→ **Problem requirements**: Reproduce every line of the material below verbatim, but leave the pictures out of your answer.

>>>

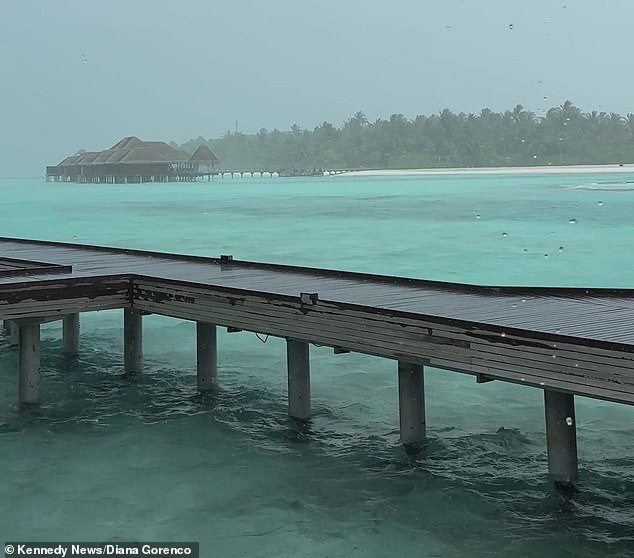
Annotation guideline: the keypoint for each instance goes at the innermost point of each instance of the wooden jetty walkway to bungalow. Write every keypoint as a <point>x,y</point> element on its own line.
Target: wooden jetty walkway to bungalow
<point>564,341</point>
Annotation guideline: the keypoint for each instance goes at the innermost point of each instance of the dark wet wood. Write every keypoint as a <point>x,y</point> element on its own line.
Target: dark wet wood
<point>570,339</point>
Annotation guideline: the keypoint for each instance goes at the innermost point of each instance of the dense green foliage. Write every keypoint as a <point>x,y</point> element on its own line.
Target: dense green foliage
<point>564,136</point>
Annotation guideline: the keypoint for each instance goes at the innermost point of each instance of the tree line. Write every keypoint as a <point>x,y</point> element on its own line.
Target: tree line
<point>517,137</point>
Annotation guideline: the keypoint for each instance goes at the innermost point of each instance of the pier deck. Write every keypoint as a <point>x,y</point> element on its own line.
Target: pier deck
<point>569,341</point>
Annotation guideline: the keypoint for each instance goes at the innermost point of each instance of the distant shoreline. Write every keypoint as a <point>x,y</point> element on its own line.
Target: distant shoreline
<point>580,169</point>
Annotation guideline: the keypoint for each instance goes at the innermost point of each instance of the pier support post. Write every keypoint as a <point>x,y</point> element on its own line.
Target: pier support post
<point>207,355</point>
<point>132,340</point>
<point>411,400</point>
<point>561,436</point>
<point>14,334</point>
<point>298,360</point>
<point>29,363</point>
<point>70,334</point>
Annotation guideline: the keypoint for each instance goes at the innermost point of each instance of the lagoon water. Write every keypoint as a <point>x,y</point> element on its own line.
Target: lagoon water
<point>107,457</point>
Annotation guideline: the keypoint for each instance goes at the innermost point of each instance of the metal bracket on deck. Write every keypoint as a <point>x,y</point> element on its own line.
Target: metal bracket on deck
<point>309,298</point>
<point>225,260</point>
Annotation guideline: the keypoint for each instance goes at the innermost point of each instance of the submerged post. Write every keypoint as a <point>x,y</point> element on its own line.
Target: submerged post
<point>207,355</point>
<point>561,436</point>
<point>411,400</point>
<point>70,334</point>
<point>298,361</point>
<point>29,363</point>
<point>132,340</point>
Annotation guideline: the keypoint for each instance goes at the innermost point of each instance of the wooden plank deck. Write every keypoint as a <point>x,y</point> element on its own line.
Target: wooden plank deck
<point>579,341</point>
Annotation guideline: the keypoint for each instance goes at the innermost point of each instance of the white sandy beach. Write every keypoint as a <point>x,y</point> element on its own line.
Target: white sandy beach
<point>581,169</point>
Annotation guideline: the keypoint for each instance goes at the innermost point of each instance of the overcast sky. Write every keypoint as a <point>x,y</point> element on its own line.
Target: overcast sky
<point>82,74</point>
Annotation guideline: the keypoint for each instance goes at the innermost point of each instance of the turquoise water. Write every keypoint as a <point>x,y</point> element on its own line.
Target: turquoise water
<point>109,457</point>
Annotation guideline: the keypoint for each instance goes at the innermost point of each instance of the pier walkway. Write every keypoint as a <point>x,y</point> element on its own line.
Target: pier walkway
<point>565,341</point>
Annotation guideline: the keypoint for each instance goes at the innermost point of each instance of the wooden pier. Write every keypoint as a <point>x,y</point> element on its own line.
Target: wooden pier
<point>564,341</point>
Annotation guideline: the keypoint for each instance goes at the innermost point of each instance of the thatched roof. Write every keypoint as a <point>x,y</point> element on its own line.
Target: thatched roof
<point>133,150</point>
<point>204,155</point>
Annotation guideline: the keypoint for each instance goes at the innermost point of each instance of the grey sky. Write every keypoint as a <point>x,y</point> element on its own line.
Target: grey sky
<point>82,74</point>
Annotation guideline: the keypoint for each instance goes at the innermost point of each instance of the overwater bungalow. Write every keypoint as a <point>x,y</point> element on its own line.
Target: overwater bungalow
<point>132,160</point>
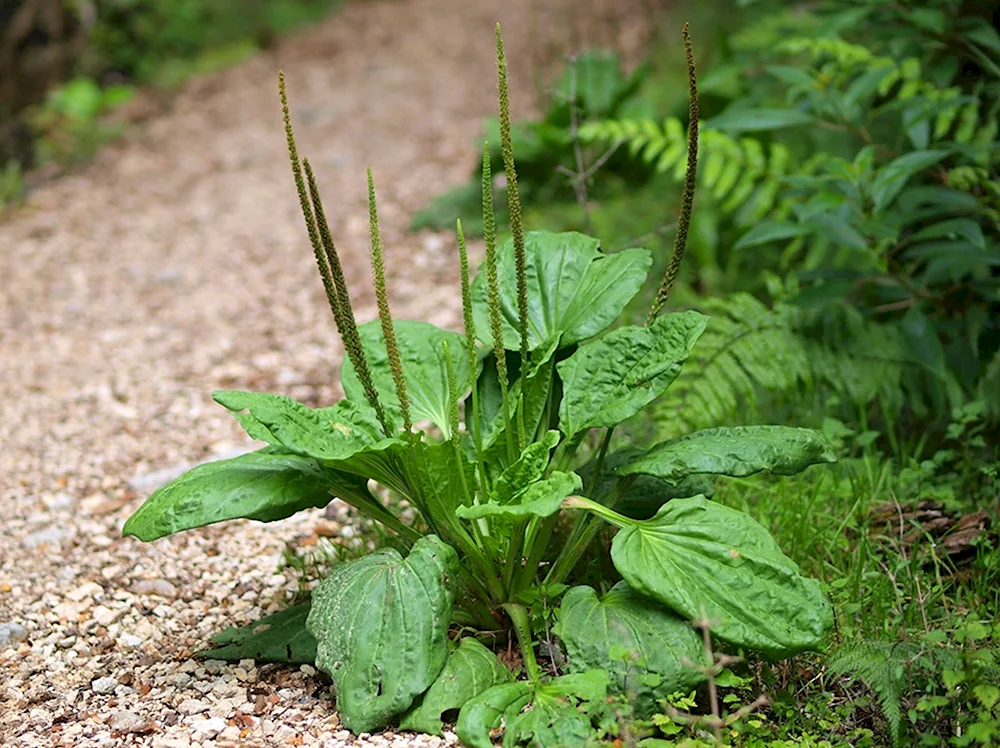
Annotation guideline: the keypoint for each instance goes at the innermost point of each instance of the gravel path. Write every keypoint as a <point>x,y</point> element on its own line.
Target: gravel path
<point>175,263</point>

<<<

→ **Final result**:
Annotation guideline: the keypoint for each instance goes at the innermost point of each instance of the wooden jetty walkway to bungalow. Write every keypoint as a <point>x,y</point> element on its own line.
Target: wooden jetty walkway to bungalow
<point>564,341</point>
Annotation guideline: the keypoint for each instance goes at the innermost point of each instance of the dark wet wood. Write every keypoint as a <point>x,y</point> element on its own line.
Target: dark wet wood
<point>570,339</point>
Annotation guideline: the keypoint for each instance goes at the innermost point of each instance of the dense green foliage. Write every keypoint as a <point>x,y</point> element on its own line.
Target: dense green foliage
<point>564,136</point>
Annotation guideline: the keypoint for each instance goes at the innermost point of each instance of the tree line. Write every keypoint as a <point>x,y</point> element on its own line.
Target: tree line
<point>517,137</point>
Annotation guideline: the keypoint for each instance goes at the innermost point of each instance of the pier deck. Write every keypoint as a <point>x,y</point> element on its own line.
Target: pier deck
<point>569,341</point>
Annotation guideline: the keypoint for each instance goes at the innermost point of each instance of the distant shoreline. Write every keypoint as a <point>x,y</point> element on its own line.
Target: distant shoreline
<point>580,169</point>
Annotation guideline: the keypoint for each instance goes at the innermost point of each instance of the pier support post. Write every keypoint as a <point>x,y</point> element on its own line.
Target: pier support post
<point>207,355</point>
<point>132,340</point>
<point>411,400</point>
<point>561,436</point>
<point>14,334</point>
<point>298,360</point>
<point>29,363</point>
<point>70,334</point>
Annotation guideline: the keypoint for each instance goes at the innermost point of each instance of the lagoon water. Write every keypoint as a <point>x,y</point> element on its own line.
Target: lagoon water
<point>107,457</point>
Annotation guideline: the keypoint for each instance goes at the innermost point of each instance of the metal bracket on deck. Write every keypoint as a <point>x,y</point> element on its own line.
Target: metal bracket on deck
<point>309,298</point>
<point>225,260</point>
Annotation guideline: the keypoint for each instance goes at the innermost point of each instance of the submerged post. Write every keypoint as a <point>x,y</point> element on its own line.
Target: submerged post
<point>207,355</point>
<point>561,436</point>
<point>411,400</point>
<point>70,334</point>
<point>298,361</point>
<point>29,363</point>
<point>132,340</point>
Annotation guideline: the keypoint for each instance goes at the innermost point of each instance of the wooden plank deck. Write every keypoint as a <point>x,y</point> element on its own line.
Target: wooden plank deck
<point>579,341</point>
Annotation guideline: the keypoint for each instance goes at the innermost point of each instance of the white sandy beach. Write every keypoint as a <point>x,y</point> element on its own line.
Target: white sandy beach
<point>581,169</point>
Annotation guideline: the keypoint for each instance goes at the innermost point of each instance of the overcast sky. Write every keypoint as a <point>x,y</point> element on its own line.
Target: overcast sky
<point>82,74</point>
Annotation guideline: the keypoint for each instance goes at the innermost point of each instance of the turquoise water. Write every keypoint as a <point>x,y</point> element on its own line.
Target: turquoise water
<point>109,457</point>
Annotation guideline: the keypoint for each instance goes at the innermost point of each instance of the pier walkway. Write every keypoint as a <point>x,y</point> element on its own line.
Target: pier walkway
<point>565,341</point>
Annotation guideline: the keypoint for each instance goes at the innermost point of each instance of the wooden pier. Write every keypoint as a <point>x,y</point> element on its own line.
Target: wooden pier
<point>564,341</point>
Annotation guideline: the keypoint for each instance goes at the innermost point of each instance of the thatched roof. Write every keypoint as a <point>x,y</point> element on its own line.
Target: thatched roof
<point>133,150</point>
<point>204,155</point>
Annotation guideline: the keypoint for each instance goes at the innermost point of each instance of the grey sky. Write every keypoint as a <point>x,y</point> element on its own line.
Target: grey sky
<point>82,74</point>
Annotation guideline: the keypoint for each instance goes at the innermost point of each instance of the overwater bungalow. Write every keypoint as a <point>x,y</point> element on its own line.
Target: overwater bungalow
<point>132,160</point>
Annotation guideline: the keypoint for each instance goes at the innermost point of each instance of the gravel path. Write every keypoint as a <point>x,y</point> element on its own line.
Target: gravel path
<point>175,263</point>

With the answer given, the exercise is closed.